** TASK BRIEF **
Copy exactly, and only, the lines from the one containing "hedge --coords pixels" through the last line of the records below.

** Dataset entries **
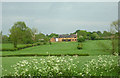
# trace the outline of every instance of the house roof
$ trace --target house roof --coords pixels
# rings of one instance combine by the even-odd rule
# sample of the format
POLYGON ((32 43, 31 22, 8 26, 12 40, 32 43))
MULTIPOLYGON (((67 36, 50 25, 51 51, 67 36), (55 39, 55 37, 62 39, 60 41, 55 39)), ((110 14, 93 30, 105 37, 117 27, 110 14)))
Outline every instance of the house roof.
POLYGON ((71 34, 71 35, 59 35, 58 38, 74 38, 74 37, 77 37, 76 34, 71 34))

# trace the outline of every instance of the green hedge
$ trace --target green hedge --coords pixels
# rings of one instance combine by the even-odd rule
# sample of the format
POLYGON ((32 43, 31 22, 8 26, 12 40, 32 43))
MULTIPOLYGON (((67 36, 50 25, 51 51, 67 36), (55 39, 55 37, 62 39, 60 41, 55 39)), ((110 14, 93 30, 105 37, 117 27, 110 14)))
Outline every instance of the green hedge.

** YOUR SOLUTION **
$ trace --target green hedge --coords pixels
# rings of one instance combine by the even-odd rule
# sample of the format
POLYGON ((32 43, 31 22, 8 26, 12 40, 32 43))
MULTIPOLYGON (((67 36, 50 25, 51 51, 67 36), (55 39, 55 37, 62 39, 60 41, 55 39)), ((110 14, 93 30, 105 37, 117 27, 110 14)))
Outline every instance of the green hedge.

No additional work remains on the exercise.